> [DOCUMENT SEGMENT]
Audit and feedback (A&F) is an implementation strategy that can facilitate implementation tailoring by identifying gaps between desired and actual clinical care. While there are several theory-based propositions on which A&F components lead to better implementation outcomes, many have not been empirically investigated, and there is limited guidance for stakeholders when applying A&F in practice. The current study aims to illustrate A&F procedures in six community mental health clinics, with an emphasis on reporting A&F components that are relevant to theories of how feedback elicits behavior change.

Methods

Six clinics from a larger trial using a tailored approach to implement measurement-based care (MBC) were analyzed for feedback content, delivery mechanisms, barriers to feedback, and outcomes of feedback using archival data. Pattern analysis was conducted to examine relations between A&F components and changes in MBC use.

Results

Several sites utilized both aggregate and individualized data summaries, and data accuracy concerns were common. Feedback cycles featuring individual-level clinician data, data relevant to MBC barriers, and information requested by data recipients were related to patterns of increased MBC use.

Conclusions

These findings support extant theory, such as Feedback Intervention Theory. Mental health professionals wishing to apply A&F should consider establishing reciprocal feedback mechanisms on the quality and amount of data being received and adopting specific roles communicating and addressing data quality concerns.

Trial registration

ClinicalTrials.gov Identifier: NCT02266134.

Peer Review reports

Background

Despite a growing body of literature describing efforts to implement evidence-based practices (EBPs) to treat mental health disorders, the integration of EBPs into community mental health settings remains slow and challenging to sustain [2]. Tailored implementation approaches that account for determinants of behavior change while attempting to increase the use of a new clinical practice have outperformed standardized approaches to implementing EBPs [1]. Various approaches to tailoring exist, including adapting strategies to known determinants identified through previous experience or literature, conducting needs assessments to identify determinants and modify strategies pre-implementation, and iteratively adapting strategies throughout the implementation process in response to emergent determinants. It is unclear which tailoring approach is superior [29],however, the latter may be the most responsive to local contexts. Audit and feedback (A&F, the collection and delivery of performance data to clinicians to inform their clinical behaviors [30], is an implementation strategy that supports tailoring by establishing a feedback cycle through which tailoring decisions are evaluated and modified.

> [EXERCISE DATA]
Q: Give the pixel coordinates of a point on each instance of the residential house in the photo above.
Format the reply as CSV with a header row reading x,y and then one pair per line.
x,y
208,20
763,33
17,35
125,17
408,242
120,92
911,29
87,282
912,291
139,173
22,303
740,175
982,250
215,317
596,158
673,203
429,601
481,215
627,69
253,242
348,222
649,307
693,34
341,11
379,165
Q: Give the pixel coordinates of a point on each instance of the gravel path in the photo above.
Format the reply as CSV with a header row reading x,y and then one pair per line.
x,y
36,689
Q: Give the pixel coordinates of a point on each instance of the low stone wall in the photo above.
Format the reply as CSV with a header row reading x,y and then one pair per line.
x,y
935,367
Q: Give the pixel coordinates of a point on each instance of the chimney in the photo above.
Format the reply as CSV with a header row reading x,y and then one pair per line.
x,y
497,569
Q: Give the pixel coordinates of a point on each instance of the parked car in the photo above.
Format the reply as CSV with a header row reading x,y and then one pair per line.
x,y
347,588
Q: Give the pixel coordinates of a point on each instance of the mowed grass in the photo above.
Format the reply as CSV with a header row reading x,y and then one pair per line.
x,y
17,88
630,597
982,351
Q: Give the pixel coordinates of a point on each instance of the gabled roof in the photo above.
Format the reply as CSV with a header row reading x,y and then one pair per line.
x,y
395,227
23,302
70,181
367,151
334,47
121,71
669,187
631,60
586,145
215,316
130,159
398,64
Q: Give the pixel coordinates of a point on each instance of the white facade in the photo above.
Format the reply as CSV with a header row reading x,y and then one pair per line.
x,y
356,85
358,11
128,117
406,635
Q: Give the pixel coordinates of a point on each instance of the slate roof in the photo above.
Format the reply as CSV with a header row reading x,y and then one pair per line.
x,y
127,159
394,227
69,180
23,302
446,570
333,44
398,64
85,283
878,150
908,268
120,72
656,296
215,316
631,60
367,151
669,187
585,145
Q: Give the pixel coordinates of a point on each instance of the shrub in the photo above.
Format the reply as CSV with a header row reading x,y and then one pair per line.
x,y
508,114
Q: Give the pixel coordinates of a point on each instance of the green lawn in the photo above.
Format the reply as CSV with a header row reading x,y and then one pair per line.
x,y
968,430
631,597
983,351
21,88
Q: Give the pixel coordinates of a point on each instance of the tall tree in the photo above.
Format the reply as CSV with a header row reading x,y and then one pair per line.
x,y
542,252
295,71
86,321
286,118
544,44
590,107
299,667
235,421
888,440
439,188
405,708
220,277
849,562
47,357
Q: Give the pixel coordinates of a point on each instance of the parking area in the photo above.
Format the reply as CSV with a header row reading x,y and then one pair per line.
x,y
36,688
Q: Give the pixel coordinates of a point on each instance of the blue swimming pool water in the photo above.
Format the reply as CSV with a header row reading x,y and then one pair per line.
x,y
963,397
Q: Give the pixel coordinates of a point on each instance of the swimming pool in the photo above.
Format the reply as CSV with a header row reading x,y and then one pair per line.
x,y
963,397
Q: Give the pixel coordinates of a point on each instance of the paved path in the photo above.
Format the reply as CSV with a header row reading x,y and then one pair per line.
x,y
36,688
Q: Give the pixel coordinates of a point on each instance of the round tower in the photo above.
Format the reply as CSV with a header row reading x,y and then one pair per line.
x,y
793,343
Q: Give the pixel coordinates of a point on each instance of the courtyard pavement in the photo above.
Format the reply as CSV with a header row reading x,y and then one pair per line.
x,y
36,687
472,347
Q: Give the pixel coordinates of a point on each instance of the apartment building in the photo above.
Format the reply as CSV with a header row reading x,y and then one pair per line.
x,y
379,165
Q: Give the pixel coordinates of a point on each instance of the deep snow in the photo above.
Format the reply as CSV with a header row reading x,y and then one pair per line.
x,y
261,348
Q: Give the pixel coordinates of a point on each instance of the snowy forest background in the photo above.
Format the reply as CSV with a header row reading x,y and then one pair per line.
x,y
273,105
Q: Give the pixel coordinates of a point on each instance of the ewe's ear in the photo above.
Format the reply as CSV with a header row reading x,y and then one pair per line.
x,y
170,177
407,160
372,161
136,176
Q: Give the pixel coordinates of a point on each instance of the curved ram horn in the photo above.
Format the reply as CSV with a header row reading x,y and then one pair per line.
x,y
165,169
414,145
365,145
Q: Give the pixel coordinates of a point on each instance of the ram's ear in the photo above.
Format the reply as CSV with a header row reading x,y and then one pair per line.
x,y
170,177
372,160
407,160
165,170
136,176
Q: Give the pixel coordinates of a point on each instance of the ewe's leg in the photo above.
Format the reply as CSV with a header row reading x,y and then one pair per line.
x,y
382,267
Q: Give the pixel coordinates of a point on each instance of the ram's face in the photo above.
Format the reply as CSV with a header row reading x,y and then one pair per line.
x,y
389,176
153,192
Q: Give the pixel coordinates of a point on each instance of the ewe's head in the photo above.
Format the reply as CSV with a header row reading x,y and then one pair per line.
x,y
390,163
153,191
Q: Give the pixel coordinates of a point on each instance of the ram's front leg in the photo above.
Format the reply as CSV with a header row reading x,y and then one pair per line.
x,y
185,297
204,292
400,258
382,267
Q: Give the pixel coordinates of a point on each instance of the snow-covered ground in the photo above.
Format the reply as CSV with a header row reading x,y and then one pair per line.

> [EXERCISE DETAILS]
Copy out the full text on audit and feedback in community mental health clinics word for word, from its opening sentence through the end of the background section.

> [EXPECTED ANSWER]
Audit and feedback (A&F) is an implementation strategy that can facilitate implementation tailoring by identifying gaps between desired and actual clinical care. While there are several theory-based propositions on which A&F components lead to better implementation outcomes, many have not been empirically investigated, and there is limited guidance for stakeholders when applying A&F in practice. The current study aims to illustrate A&F procedures in six community mental health clinics, with an emphasis on reporting A&F components that are relevant to theories of how feedback elicits behavior change.

Methods

Six clinics from a larger trial using a tailored approach to implement measurement-based care (MBC) were analyzed for feedback content, delivery mechanisms, barriers to feedback, and outcomes of feedback using archival data. Pattern analysis was conducted to examine relations between A&F components and changes in MBC use.

Results

Several sites utilized both aggregate and individualized data summaries, and data accuracy concerns were common. Feedback cycles featuring individual-level clinician data, data relevant to MBC barriers, and information requested by data recipients were related to patterns of increased MBC use.

Conclusions

These findings support extant theory, such as Feedback Intervention Theory. Mental health professionals wishing to apply A&F should consider establishing reciprocal feedback mechanisms on the quality and amount of data being received and adopting specific roles communicating and addressing data quality concerns.

Trial registration

ClinicalTrials.gov Identifier: NCT02266134.

Peer Review reports

Background

Despite a growing body of literature describing efforts to implement evidence-based practices (EBPs) to treat mental health disorders, the integration of EBPs into community mental health settings remains slow and challenging to sustain [2]. Tailored implementation approaches that account for determinants of behavior change while attempting to increase the use of a new clinical practice have outperformed standardized approaches to implementing EBPs [1]. Various approaches to tailoring exist, including adapting strategies to known determinants identified through previous experience or literature, conducting needs assessments to identify determinants and modify strategies pre-implementation, and iteratively adapting strategies throughout the implementation process in response to emergent determinants. It is unclear which tailoring approach is superior [29],however, the latter may be the most responsive to local contexts. Audit and feedback (A&F, the collection and delivery of performance data to clinicians to inform their clinical behaviors [30], is an implementation strategy that supports tailoring by establishing a feedback cycle through which tailoring decisions are evaluated and modified.